* Aim:
Transcribe all of the material exactly, except for its pictures.

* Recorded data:
* * *
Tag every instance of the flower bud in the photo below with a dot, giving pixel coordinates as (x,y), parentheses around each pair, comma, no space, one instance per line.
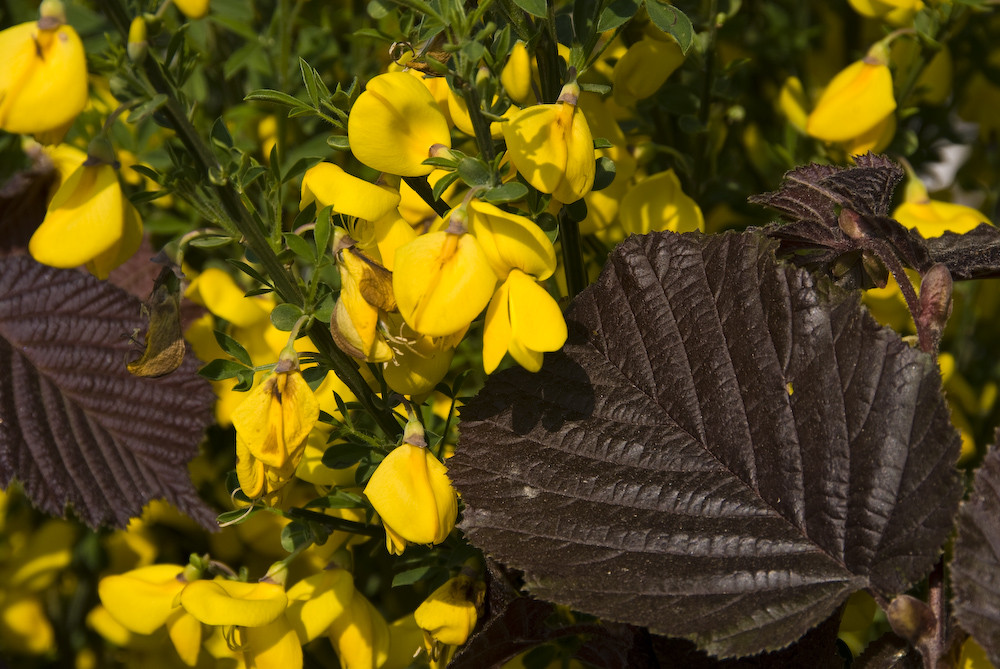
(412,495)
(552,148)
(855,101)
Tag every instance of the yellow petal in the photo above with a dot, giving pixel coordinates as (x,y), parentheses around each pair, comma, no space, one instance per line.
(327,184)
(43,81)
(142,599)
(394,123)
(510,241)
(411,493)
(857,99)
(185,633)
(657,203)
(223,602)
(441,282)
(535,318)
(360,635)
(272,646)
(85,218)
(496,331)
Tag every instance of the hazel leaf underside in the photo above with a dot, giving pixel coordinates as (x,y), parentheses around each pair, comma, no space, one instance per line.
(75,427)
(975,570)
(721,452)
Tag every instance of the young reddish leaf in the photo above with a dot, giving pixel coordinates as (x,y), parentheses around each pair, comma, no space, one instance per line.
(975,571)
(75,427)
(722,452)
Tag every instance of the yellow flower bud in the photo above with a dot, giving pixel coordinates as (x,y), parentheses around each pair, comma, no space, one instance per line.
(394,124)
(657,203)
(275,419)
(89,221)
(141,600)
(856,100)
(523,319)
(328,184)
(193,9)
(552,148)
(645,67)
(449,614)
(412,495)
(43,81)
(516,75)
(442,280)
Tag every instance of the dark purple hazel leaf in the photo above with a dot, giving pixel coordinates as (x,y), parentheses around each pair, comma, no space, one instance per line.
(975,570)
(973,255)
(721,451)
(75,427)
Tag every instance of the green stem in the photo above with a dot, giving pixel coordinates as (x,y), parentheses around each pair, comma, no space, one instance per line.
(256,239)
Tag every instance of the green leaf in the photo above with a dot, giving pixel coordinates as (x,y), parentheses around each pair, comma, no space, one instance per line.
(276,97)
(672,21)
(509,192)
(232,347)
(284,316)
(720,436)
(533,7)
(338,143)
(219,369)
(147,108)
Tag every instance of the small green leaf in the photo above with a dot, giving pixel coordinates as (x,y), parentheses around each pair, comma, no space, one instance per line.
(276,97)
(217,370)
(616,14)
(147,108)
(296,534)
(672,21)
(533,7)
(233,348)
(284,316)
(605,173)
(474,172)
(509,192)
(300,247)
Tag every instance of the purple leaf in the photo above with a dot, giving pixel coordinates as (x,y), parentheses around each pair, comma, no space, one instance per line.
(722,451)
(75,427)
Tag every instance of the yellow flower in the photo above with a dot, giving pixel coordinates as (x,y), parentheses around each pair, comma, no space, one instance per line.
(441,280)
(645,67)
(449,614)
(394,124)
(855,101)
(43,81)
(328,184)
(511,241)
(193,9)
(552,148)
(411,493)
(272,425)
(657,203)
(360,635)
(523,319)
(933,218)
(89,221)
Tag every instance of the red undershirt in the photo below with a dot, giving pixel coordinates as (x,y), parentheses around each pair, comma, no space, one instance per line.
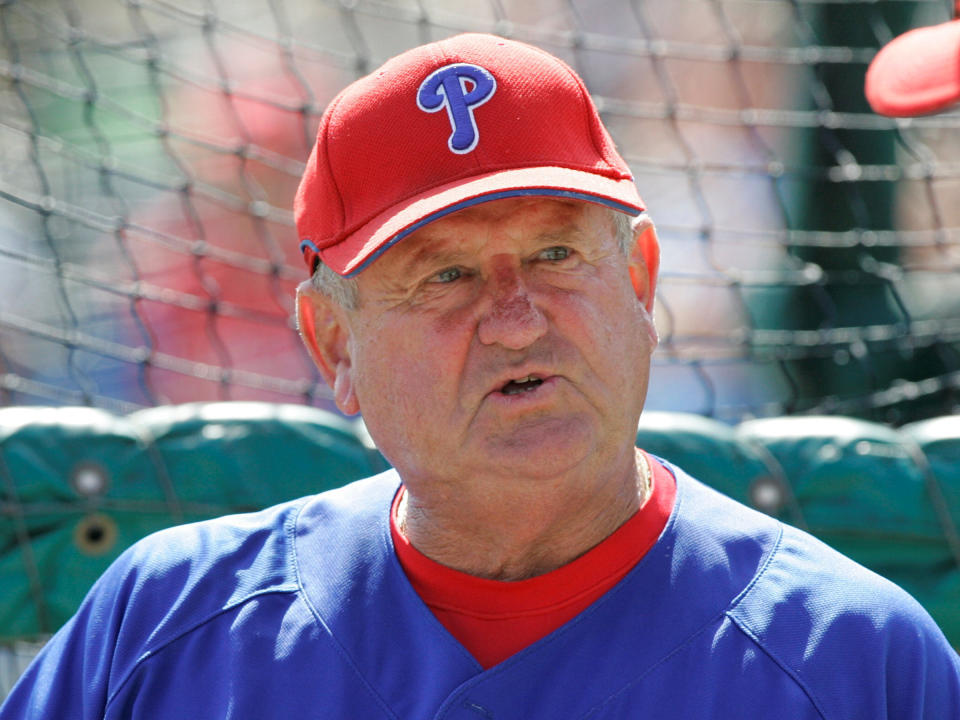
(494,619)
* * *
* Written answer:
Tag every instance of the flower bud in the photo below with a dot, giving pixel coordinates as (x,y), parentheses around each pair, comma, no space, one instance per line.
(412,495)
(552,148)
(855,101)
Tag every instance of the yellow petal in the photo above with a dot, giving pixel coordinates as (x,y), parentheses around each pair, comma, no space, one instance per line.
(327,184)
(43,81)
(142,599)
(394,123)
(510,241)
(411,493)
(857,99)
(185,633)
(657,203)
(223,602)
(441,282)
(535,318)
(360,635)
(272,646)
(85,218)
(496,331)
Tag every instance of the hazel leaf underside in the photo above with a dot, giving pixel coordinates as (x,y), parentheses around each pair, comma, no space, one instance per line.
(75,427)
(975,570)
(721,452)
Tag every instance of the young reddish leaf in the photo above with a dot, giving pixel coordinates as (x,y), parentheses around each pair, comma, no space, one instance per line.
(975,571)
(75,427)
(722,452)
Tag every instance of the yellow flower bud in the photo above with a dot, giving pixel coordinates as (x,y), parentheses around each pair, comma, no space, one instance per line.
(394,124)
(657,203)
(275,419)
(89,221)
(141,600)
(856,100)
(523,319)
(328,184)
(193,9)
(552,148)
(645,67)
(449,614)
(412,495)
(43,81)
(516,75)
(442,280)
Tag every instance of the dark purple hazel leaf in the photo above with a dot, giving pixel coordinates as (x,y), parentheses around each pair, comma, no space, one instance per line.
(975,570)
(973,255)
(721,451)
(75,427)
Tag every instance of the green stem in the photo above with a dot, giving pixel coordinates as (x,y), parentheses around each pair, comma, no space, one instance per line.
(256,239)
Tag every instance of the green leaf in the photo above with a dot, giving pixel coordinates as (x,y), parentheses around each pair, comma, no space, one instance per line.
(276,97)
(672,21)
(509,192)
(232,347)
(284,316)
(720,436)
(533,7)
(338,143)
(219,369)
(147,108)
Tag every instance of the small green leaf in the photo above with a dot, giving pixel coordinates as (x,y), parentheses around each pair, comma, no space, one instance per line.
(276,97)
(217,370)
(616,14)
(147,108)
(296,534)
(672,21)
(533,7)
(233,348)
(284,316)
(605,173)
(474,172)
(509,192)
(300,247)
Tag every instance of the purple leaf in the photo above with a dot, giving pixel coordinates as (x,y), parentheses around each pair, comma, no space, one instance per line.
(722,451)
(75,427)
Tag every instance of the yellow flower in the photo above with a dot, giving pixel coordinates as (x,y), parentheses around each pair, comma, no space, one instance per line.
(441,280)
(645,67)
(449,614)
(394,124)
(855,101)
(43,81)
(328,184)
(511,241)
(193,9)
(552,148)
(411,493)
(272,425)
(657,203)
(360,635)
(523,319)
(933,218)
(89,221)
Tag every instance of the red undershirt in the photo below with a dot, giving pixel coordinates as (x,y), parentheses around each pair, comma, no space, one instance per line.
(494,619)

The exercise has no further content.